> **PROMPT**
Reproduce the lines of the rows from the line with "59L109 344L514 325L516" to the line with "positive clicks: (130, 344) (517, 78)", substituting "coarse mask" for "rough mask" and changing nothing else.

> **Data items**
== Segment start ==
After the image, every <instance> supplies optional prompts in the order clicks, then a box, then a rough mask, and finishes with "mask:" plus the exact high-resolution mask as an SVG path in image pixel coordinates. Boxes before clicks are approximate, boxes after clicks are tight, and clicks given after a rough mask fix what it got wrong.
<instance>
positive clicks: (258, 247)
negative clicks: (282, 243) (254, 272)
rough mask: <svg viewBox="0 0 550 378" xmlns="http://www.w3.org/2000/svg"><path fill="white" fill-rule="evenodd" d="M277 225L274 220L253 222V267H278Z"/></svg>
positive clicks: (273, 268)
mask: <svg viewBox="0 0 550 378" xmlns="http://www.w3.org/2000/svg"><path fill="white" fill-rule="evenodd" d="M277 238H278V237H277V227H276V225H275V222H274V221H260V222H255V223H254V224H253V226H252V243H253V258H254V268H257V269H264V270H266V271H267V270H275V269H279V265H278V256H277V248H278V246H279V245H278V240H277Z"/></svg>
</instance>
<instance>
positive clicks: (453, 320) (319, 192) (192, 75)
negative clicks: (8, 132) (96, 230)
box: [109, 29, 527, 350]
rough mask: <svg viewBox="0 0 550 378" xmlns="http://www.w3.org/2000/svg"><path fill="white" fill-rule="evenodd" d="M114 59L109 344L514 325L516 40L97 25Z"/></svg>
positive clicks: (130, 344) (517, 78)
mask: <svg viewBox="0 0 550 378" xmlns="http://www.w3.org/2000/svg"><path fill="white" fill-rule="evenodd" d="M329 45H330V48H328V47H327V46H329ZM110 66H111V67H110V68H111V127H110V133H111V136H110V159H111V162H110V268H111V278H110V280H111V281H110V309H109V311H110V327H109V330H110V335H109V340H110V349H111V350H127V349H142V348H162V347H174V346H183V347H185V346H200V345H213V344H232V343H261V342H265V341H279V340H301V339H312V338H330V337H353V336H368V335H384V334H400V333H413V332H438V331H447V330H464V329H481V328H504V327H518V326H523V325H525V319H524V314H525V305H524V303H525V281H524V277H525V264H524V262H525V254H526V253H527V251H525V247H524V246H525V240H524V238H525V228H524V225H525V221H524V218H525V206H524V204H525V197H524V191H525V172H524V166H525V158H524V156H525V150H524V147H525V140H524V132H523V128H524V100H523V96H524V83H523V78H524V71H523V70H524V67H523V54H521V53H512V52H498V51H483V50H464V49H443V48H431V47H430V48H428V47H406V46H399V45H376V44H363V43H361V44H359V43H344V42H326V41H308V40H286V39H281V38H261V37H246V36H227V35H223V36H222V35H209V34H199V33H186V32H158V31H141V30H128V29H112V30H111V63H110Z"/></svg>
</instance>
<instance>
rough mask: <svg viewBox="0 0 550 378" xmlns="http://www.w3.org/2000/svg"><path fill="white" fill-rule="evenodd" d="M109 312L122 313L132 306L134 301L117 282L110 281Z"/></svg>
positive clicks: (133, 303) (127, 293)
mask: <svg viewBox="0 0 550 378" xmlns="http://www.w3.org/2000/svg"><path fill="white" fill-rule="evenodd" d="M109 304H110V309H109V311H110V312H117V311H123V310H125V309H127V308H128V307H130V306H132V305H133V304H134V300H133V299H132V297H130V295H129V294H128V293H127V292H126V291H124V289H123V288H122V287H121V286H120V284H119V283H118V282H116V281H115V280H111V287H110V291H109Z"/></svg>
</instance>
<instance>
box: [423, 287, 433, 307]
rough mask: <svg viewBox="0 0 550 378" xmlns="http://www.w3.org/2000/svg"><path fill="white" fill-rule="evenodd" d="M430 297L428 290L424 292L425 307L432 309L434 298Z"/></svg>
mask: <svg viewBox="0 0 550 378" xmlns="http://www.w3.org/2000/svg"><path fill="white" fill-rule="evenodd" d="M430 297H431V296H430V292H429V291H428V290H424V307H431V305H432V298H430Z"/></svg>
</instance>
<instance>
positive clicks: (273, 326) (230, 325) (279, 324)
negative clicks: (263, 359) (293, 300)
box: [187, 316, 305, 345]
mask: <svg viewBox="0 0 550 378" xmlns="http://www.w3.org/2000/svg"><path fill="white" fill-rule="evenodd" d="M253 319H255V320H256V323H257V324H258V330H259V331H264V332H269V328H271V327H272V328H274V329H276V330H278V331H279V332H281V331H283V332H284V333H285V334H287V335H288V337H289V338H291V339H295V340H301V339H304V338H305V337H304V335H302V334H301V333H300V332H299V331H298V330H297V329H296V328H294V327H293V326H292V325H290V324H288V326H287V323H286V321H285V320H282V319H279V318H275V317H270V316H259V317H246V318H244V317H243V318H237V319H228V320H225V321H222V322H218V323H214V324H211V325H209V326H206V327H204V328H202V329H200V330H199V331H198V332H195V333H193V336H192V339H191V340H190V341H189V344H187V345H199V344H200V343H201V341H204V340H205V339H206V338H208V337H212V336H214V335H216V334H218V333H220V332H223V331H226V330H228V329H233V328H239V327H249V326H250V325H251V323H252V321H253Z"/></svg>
== Segment end ==
> **ANSWER FOR THIS EXERCISE**
coarse mask: <svg viewBox="0 0 550 378" xmlns="http://www.w3.org/2000/svg"><path fill="white" fill-rule="evenodd" d="M114 59L109 344L514 325L516 40L97 25Z"/></svg>
positive clicks: (130, 344) (517, 78)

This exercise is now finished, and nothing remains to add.